> DO THIS:
Convert the lines below into a Markdown table with the columns Row and Text, numbering each row and leaving out blank lines.

> INFORMATION GIVEN:
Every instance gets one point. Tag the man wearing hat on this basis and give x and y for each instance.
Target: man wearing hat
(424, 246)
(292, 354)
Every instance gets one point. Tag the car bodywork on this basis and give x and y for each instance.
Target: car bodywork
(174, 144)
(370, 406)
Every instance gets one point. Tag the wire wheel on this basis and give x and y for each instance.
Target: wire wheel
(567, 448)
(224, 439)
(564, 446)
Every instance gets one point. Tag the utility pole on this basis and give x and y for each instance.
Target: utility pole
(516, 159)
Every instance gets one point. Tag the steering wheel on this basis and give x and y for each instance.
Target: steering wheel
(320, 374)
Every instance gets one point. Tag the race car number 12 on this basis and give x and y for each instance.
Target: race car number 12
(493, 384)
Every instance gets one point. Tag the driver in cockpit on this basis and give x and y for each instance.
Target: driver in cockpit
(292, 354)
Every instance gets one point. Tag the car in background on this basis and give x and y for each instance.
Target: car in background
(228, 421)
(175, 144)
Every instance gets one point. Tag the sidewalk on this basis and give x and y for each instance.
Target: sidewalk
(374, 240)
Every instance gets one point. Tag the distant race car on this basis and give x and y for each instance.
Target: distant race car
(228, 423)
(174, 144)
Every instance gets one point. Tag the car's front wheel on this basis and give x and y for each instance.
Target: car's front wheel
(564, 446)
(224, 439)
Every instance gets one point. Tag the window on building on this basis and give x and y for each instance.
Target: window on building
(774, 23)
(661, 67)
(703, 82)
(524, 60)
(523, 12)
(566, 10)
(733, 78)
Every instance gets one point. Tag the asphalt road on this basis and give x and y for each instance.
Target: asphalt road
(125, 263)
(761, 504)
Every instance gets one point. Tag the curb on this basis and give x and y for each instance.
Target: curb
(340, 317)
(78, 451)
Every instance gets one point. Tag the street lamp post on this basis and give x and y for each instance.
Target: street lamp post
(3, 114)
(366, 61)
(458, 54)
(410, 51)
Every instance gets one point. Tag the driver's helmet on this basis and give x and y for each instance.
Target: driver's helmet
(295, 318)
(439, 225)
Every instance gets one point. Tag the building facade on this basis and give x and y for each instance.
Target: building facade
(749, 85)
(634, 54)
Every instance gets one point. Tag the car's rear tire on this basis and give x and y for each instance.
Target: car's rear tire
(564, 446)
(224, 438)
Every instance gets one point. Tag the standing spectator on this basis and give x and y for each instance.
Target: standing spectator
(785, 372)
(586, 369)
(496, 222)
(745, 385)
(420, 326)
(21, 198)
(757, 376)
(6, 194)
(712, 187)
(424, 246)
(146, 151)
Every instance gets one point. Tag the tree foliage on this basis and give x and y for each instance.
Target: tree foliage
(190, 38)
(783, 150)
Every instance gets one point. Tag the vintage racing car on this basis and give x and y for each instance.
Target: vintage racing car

> EXERCISE RESULT:
| Row | Text |
|---|---|
| 1 | Every instance gets one point. Tag the man wearing hat on this basis and give x and y for each instance. |
| 2 | Target: man wearing hat |
| 3 | (424, 246) |
| 4 | (292, 354) |
| 5 | Every instance gets one point. Tag the car bodywork on this basis and give x and y for each instance. |
| 6 | Target: car bodywork |
| 7 | (174, 144) |
| 8 | (370, 406) |
| 9 | Every instance gets one point. Tag the wire wheel on this basis and give x and y for each instance. |
| 10 | Target: wire wheel |
| 11 | (567, 448) |
| 12 | (224, 439) |
| 13 | (564, 446) |
| 14 | Every instance gets one point. Tag the utility pole on this basis and give x and y for each instance. |
| 15 | Target: utility pole |
| 16 | (516, 159) |
| 17 | Every instance gets one point. Tag the steering wheel on this basis and give x and y for each instance. |
| 18 | Target: steering wheel |
| 19 | (320, 374) |
| 20 | Every instance gets one point. Tag the race car number 12 on this basis and give x and y for each instance. |
| 21 | Target: race car number 12 |
| 22 | (493, 384) |
| 23 | Every instance gets one point. Tag the driver in cockpit on this basis and give x and y for each instance. |
| 24 | Target: driver in cockpit |
| 25 | (292, 354) |
| 26 | Every instance gets one point. Tag the car in background on this basis and give x and y for each instance. |
| 27 | Target: car in background |
| 28 | (228, 421) |
| 29 | (175, 144) |
| 30 | Every instance gets one point. Tag the sidewalk on this basis and give x and y for each instance. |
| 31 | Target: sidewalk |
| 32 | (374, 240) |
| 33 | Every instance gets one point. Tag the distant race car on this basis and give x and y for each instance. |
| 34 | Target: distant race car |
| 35 | (228, 423) |
| 36 | (174, 144) |
| 37 | Every instance gets one point. Tag the car's front wheel on this basis and give x and y for each instance. |
| 38 | Target: car's front wheel |
| 39 | (564, 446) |
| 40 | (224, 439) |
| 41 | Every instance gets one point. Tag the window on building on this basis and give x and y for each instance. |
| 42 | Target: window on building |
| 43 | (774, 23) |
| 44 | (661, 67) |
| 45 | (703, 82) |
| 46 | (524, 60) |
| 47 | (523, 12) |
| 48 | (566, 10) |
| 49 | (733, 78) |
| 50 | Every instance gets one point. Tag the asphalt road on this basis and give x and y for each instance. |
| 51 | Target: asphalt road |
| 52 | (125, 263) |
| 53 | (761, 504) |
| 54 | Every instance gets one point. Tag the curb on this basis and give x and y for each instance. |
| 55 | Target: curb |
| 56 | (340, 317) |
| 57 | (78, 451) |
| 58 | Every instance gets one point. Tag the street lamp post on this basis and give x and y for each instance. |
| 59 | Target: street lamp post |
| 60 | (3, 114) |
| 61 | (366, 61) |
| 62 | (458, 54) |
| 63 | (410, 51) |
| 64 | Every instance gets one point. Tag the driver's helmet on this basis and give x and y for each instance. |
| 65 | Target: driver's helmet |
| 66 | (295, 318) |
| 67 | (439, 225) |
| 68 | Every instance gets one point. Tag the building facade on this basis and give x and y for each instance. |
| 69 | Target: building facade |
| 70 | (749, 85) |
| 71 | (634, 54) |
| 72 | Every instance gets one point. Tag the car's rear tire on this basis and give x and y for each instance. |
| 73 | Target: car's rear tire |
| 74 | (564, 446) |
| 75 | (224, 438) |
| 76 | Every instance gets one point. Tag the standing spectator on this basis and give x and y for each instance. |
| 77 | Target: standing spectator |
| 78 | (785, 372) |
| 79 | (586, 369) |
| 80 | (496, 222) |
| 81 | (745, 385) |
| 82 | (420, 326) |
| 83 | (21, 198) |
| 84 | (757, 376) |
| 85 | (6, 194) |
| 86 | (712, 187) |
| 87 | (424, 246) |
| 88 | (146, 151) |
| 89 | Every instance gets one point. Tag the tree foliage on this basis and give x and y for each instance. |
| 90 | Target: tree foliage |
| 91 | (190, 38) |
| 92 | (783, 150) |
| 93 | Every instance gets one point. Tag the vintage racing car on this basis and give x and y for each instance. |
| 94 | Target: vintage racing car |